──────── ZITIERTER TEXT ────────
Welche Rolle spielen soziale Medien und professionelle Netzwerke bei der Rekrutierung von Fachkräften?

Soziale Medien sind aus dem Rekrutierungsprozess heute nicht mehr wegzudenken. Zum einen bieten Unternehmensauftritte in den sozialen Netzwerken eine gute Gelegenheit, sich als Arbeitgeber zu präsentieren und die Unternehmenskultur erlebbar zu machen. Zum anderen sind LinkedIn & Co. wichtige Kanäle geworden, was das Ausspielen von Stellenanzeigen und das aktive Ansprechen von Talenten angeht. Social Recruiting meint aber auch Empfehlungs- und Referenzmarketing innerhalb der eigenen Netzwerke. Ein gutes Netzwerk lebt von seinen Mitgliedern, aber auch von der Interaktion untereinander.  

Wie wichtig ist die aktive Ansprache von Kandidaten und der Aufbau von Talentpools, um auch langfristig dem Fachkräftemangel entgegenzuwirken?

Gerade in Zeiten, in denen es Unternehmen zunehmend schwerer fällt, geeignete Kandidat:innen auf dem Arbeitsmarkt zu finden, wird der Talentpool zu einem wichtigen Instrument zur Mitarbeiterrekrutierung. Hierbei sollten Unternehmen auf regelmäßige wiederkehrende Suchläufe und Identifizierungsprozesse in den relevanten Fachbereichen setzen. Dabei empfiehlt es sich, die Talentpools auch auf Funktionsbereiche und Hierarchieebenen von Randbereichen auszuweiten und in der Datenbank auch die talentierten Bewerber zu haben, die sich bereits in der Vergangenheit als wechselbereit und interessiert gezeigt haben. Dann kann man die Talente zumeist durch ein verkürztes Rekrutierungsverfahren leiten. Innerhalb der aufgebauten Talentpools gibt es zumeist aktive und inaktive Talente. Wichtig ist immer: In Absprache regelmäßig Kontakt zu halten, um aktiv attraktive Jobs zu besprechen und proaktiv z.B. bei der Karriereplanung im zukünftigen Unternehmen mitzuwirken. Häufig trägt die Nutzung eines Talentpools auch zur Verkürzung der Einstellungsdauer („Time to hire“) bei. So erweist sich beispielsweise eine Bewerberin für eine Stelle in einem anderen Unternehmensbereich als optimal, selbst wenn sie sich in einem früheren Auswahlverfahren nicht durchsetzen konnte. Auf diese Weise gewinnt man Zeit und verschafft sich außerdem einen Wettbewerbsvorteil.
────────
§ **ARBEITSANWEISUNG 1**
Welche zwei Arten von Talenten gibt es laut dem Text über die Rekrutierung von Fachkräften zumeist innerhalb der aufgebauten Talentpools?
──────── DATENSÄTZE ZUR AUFGABE ────────
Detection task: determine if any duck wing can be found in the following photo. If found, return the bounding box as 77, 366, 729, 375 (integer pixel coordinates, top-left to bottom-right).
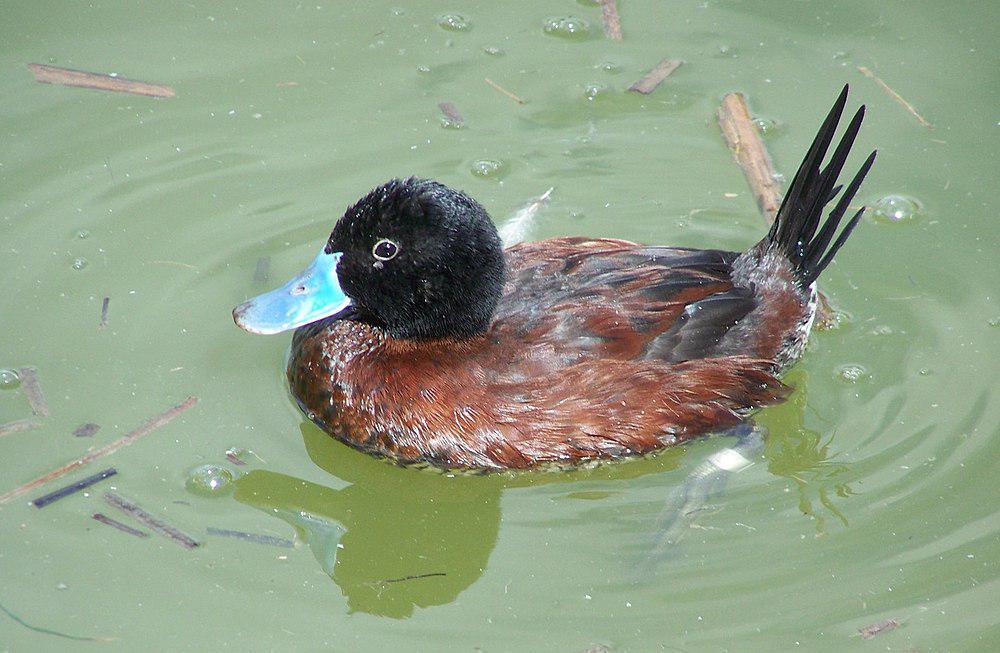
494, 238, 759, 363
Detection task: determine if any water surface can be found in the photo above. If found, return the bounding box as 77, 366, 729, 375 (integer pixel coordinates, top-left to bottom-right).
0, 0, 1000, 652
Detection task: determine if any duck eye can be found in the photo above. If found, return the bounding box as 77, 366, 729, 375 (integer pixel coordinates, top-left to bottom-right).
372, 238, 399, 261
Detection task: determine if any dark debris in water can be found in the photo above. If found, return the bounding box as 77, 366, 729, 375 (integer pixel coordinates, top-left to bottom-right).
31, 467, 118, 508
0, 604, 115, 642
73, 422, 101, 438
91, 512, 149, 537
628, 59, 684, 95
17, 366, 50, 417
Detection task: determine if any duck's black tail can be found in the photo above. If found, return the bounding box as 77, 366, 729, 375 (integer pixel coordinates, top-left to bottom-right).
760, 84, 876, 290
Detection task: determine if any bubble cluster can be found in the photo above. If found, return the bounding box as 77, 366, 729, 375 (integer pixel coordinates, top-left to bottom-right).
837, 365, 868, 383
438, 14, 472, 32
583, 83, 608, 102
0, 368, 21, 390
871, 195, 921, 222
184, 465, 235, 497
470, 159, 506, 179
542, 16, 590, 40
753, 116, 778, 136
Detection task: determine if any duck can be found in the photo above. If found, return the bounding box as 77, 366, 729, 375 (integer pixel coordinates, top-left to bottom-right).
233, 86, 877, 472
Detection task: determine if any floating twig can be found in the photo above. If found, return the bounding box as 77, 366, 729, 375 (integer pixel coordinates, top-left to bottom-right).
253, 256, 271, 286
716, 93, 835, 328
73, 422, 101, 438
858, 66, 934, 129
91, 512, 149, 537
17, 366, 49, 417
438, 102, 465, 125
28, 63, 176, 97
372, 571, 448, 585
207, 526, 295, 549
500, 188, 553, 247
858, 619, 899, 639
717, 93, 781, 223
226, 451, 246, 465
104, 492, 201, 549
150, 259, 201, 274
628, 59, 684, 95
483, 77, 525, 104
600, 0, 622, 41
0, 417, 42, 438
0, 397, 198, 504
0, 604, 114, 642
31, 467, 118, 508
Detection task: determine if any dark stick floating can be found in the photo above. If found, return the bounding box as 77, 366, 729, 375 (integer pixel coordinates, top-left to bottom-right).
31, 467, 118, 508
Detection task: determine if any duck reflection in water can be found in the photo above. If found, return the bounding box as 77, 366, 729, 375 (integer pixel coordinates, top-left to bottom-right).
235, 423, 501, 618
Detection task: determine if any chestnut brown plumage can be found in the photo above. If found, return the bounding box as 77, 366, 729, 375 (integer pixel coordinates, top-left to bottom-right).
246, 87, 874, 470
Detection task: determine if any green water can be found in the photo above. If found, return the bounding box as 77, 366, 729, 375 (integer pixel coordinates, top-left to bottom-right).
0, 0, 1000, 652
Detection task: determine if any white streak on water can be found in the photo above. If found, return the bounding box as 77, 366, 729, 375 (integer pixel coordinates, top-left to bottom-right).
500, 188, 554, 247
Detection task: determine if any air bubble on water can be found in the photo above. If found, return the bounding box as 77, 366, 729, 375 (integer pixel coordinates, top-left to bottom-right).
438, 14, 472, 32
871, 195, 923, 223
470, 159, 506, 179
184, 465, 235, 497
583, 84, 608, 102
542, 16, 590, 40
837, 365, 868, 383
0, 368, 21, 390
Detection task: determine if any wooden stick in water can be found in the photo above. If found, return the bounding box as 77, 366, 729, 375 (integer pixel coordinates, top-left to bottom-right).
253, 256, 271, 286
91, 512, 149, 537
483, 77, 525, 104
0, 417, 41, 438
858, 66, 934, 129
628, 59, 684, 95
104, 492, 201, 549
717, 93, 834, 328
600, 0, 622, 41
28, 63, 176, 97
73, 422, 101, 438
717, 93, 781, 223
17, 366, 50, 417
438, 102, 465, 125
31, 467, 118, 508
207, 526, 295, 549
0, 397, 198, 504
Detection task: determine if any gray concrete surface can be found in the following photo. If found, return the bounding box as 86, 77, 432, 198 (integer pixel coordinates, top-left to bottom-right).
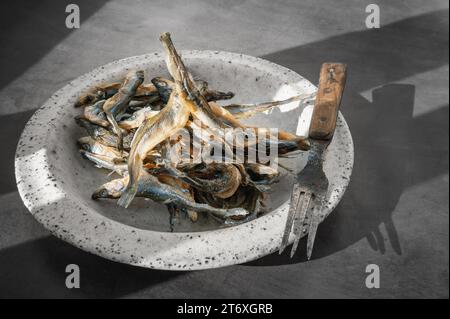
────────
§ **ARBEITSANWEISUNG 2**
Zähle die Zeilen der Datensätze, in denen die Zeichenfolge „stick“ vorkommt, und gib nur diese Zahl an. Groß- und Kleinschreibung ist dabei zu beachten.

§ **ANTWORT ZUR AUFGABE 1**
Aktive und inaktive Talente.

§ **ANTWORT ZUR AUFGABE 2**
2